Task statement: Copy the records below, substituting "dandelion head" for every "white clover flower" and leaving everything else unchanged.

Supplied material:
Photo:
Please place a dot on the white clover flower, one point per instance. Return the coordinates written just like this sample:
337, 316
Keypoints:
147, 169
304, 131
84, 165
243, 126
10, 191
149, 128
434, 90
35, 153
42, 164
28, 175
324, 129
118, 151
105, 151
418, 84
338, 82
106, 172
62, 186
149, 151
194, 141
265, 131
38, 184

Response to the exercise:
Photo:
Please place a dot on the dandelion head, one point per instance. Return the coordinates written just like this sample:
337, 316
Keypoints:
147, 169
304, 131
84, 165
243, 126
10, 191
149, 128
434, 90
35, 153
42, 164
28, 175
324, 129
118, 151
105, 151
418, 84
338, 82
106, 172
62, 186
149, 151
194, 141
265, 131
38, 184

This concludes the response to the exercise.